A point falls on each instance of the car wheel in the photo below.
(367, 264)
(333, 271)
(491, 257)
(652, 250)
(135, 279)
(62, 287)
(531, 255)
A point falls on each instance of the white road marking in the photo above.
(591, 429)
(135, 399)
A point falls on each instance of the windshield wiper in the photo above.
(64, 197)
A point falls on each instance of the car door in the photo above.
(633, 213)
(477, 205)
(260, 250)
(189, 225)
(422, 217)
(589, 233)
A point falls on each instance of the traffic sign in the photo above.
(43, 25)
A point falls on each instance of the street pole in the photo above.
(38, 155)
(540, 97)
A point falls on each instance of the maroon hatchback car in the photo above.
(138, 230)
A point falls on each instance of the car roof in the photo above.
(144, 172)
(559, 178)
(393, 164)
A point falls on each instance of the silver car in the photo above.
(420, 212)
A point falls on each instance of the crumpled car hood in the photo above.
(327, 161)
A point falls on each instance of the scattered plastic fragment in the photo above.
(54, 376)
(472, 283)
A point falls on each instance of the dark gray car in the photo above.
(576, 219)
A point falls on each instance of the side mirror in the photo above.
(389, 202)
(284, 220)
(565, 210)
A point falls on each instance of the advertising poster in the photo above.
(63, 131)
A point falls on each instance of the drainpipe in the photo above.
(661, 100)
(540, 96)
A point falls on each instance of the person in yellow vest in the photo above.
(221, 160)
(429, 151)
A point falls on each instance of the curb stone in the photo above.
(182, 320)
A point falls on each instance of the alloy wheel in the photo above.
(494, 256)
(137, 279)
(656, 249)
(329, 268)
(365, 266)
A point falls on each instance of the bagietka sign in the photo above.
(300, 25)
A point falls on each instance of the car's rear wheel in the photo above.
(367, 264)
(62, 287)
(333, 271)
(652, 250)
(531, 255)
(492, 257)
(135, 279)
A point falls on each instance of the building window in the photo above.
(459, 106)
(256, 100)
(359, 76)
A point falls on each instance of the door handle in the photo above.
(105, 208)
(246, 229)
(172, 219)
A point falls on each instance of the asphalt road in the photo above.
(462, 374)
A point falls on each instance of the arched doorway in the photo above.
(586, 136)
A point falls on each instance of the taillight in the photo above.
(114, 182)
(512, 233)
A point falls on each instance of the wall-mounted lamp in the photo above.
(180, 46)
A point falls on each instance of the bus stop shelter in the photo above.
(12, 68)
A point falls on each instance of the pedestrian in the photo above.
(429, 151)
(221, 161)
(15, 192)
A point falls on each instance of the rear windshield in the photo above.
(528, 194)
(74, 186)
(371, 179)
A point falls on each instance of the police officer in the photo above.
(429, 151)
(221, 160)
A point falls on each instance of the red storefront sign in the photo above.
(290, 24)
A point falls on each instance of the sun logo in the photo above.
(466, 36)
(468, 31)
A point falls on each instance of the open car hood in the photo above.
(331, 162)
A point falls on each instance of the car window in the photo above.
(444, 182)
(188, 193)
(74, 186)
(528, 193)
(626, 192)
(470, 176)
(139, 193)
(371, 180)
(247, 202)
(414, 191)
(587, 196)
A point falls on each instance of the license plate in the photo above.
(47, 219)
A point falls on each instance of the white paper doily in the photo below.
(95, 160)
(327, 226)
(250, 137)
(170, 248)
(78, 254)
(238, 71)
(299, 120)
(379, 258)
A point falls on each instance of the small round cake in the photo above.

--------------------------------------------------

→ Aim
Update the items starting at the line containing "A point falls on each instance of the police" and ending at the last item, replacing "sun logo" with "sun emblem" and leaving everything else unchanged. Return only those lines.

→ Solution to the problem
A point falls on each instance of the police officer in the photo above.
(429, 151)
(221, 160)
A point falls on each instance of the red storefront sign in the photo above.
(290, 24)
A point falls on each instance of the sun emblem in the photo above.
(466, 36)
(468, 31)
A point falls on each instance of the open car hood in the photo above.
(331, 162)
A point falls on each instance of the car window in the photo above.
(444, 182)
(188, 193)
(74, 186)
(528, 193)
(626, 192)
(470, 176)
(139, 193)
(371, 180)
(247, 202)
(414, 191)
(587, 196)
A point falls on each instance of the license plate in the photo above.
(47, 219)
A point falls on each instance of the white paper doily in the photo below.
(95, 160)
(327, 226)
(250, 137)
(170, 248)
(78, 254)
(238, 71)
(299, 120)
(379, 258)
A point falls on each instance of the small round cake in the photo above.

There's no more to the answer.